> Task to complete
Gather every line in the rows below that contains the word "bird". Case matters.

- - - -

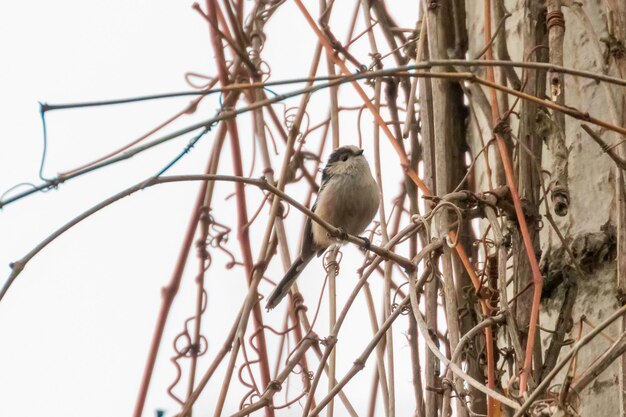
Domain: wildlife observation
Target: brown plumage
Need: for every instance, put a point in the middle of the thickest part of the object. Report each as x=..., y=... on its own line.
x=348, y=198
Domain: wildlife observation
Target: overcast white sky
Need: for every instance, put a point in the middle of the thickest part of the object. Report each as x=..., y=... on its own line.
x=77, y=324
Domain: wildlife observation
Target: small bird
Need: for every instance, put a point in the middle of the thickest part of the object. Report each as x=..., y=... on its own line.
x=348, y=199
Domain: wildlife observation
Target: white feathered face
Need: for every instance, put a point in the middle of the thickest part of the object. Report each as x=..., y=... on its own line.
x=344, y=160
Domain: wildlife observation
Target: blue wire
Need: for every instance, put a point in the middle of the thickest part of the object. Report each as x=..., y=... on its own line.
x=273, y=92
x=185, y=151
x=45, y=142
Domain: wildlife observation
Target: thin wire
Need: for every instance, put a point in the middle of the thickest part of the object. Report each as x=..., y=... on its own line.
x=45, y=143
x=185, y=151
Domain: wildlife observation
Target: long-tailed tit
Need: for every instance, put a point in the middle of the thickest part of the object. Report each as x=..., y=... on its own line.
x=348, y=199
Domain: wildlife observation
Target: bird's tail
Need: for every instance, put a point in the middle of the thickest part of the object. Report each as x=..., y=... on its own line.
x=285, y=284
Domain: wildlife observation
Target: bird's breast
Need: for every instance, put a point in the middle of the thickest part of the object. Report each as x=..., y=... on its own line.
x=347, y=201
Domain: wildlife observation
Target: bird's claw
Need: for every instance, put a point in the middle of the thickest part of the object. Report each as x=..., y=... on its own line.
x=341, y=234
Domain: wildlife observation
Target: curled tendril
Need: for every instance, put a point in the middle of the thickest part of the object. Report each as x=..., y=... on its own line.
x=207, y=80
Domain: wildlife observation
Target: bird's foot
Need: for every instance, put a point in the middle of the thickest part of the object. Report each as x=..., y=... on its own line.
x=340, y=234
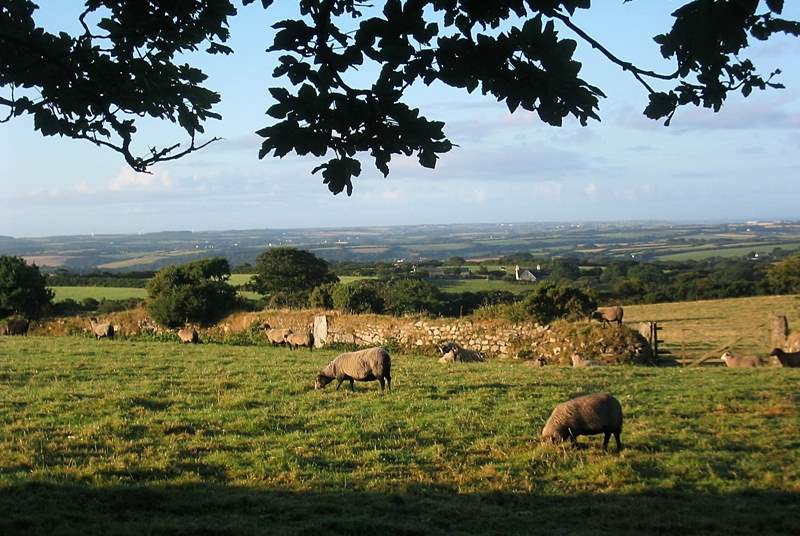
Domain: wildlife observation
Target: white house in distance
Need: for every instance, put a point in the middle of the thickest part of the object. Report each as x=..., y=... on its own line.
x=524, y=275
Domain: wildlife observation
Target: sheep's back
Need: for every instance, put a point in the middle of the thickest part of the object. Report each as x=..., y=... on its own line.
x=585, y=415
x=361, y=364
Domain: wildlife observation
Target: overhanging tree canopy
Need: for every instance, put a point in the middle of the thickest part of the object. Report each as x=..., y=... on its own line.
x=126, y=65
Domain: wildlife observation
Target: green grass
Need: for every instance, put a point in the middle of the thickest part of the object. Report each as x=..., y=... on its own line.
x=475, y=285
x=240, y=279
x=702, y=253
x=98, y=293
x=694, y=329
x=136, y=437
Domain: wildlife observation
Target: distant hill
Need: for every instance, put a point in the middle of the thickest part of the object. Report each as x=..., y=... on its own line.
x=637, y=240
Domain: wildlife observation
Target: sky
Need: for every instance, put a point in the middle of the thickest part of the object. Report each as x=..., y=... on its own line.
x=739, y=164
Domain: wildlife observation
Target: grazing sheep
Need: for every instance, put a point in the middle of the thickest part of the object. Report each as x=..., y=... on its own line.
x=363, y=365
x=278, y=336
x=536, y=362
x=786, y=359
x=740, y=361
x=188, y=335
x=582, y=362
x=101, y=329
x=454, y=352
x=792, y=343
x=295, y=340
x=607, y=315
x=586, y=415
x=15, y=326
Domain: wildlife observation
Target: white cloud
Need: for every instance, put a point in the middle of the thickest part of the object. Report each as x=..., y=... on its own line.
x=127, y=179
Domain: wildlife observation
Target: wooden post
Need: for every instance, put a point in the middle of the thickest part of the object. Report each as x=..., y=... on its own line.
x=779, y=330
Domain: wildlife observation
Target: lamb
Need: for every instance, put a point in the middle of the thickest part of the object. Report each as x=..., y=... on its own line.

- - - -

> Written reply
Target: small bird
Target: bird's tail
Target: bird's breast
Target: bird's claw
Target: bird's foot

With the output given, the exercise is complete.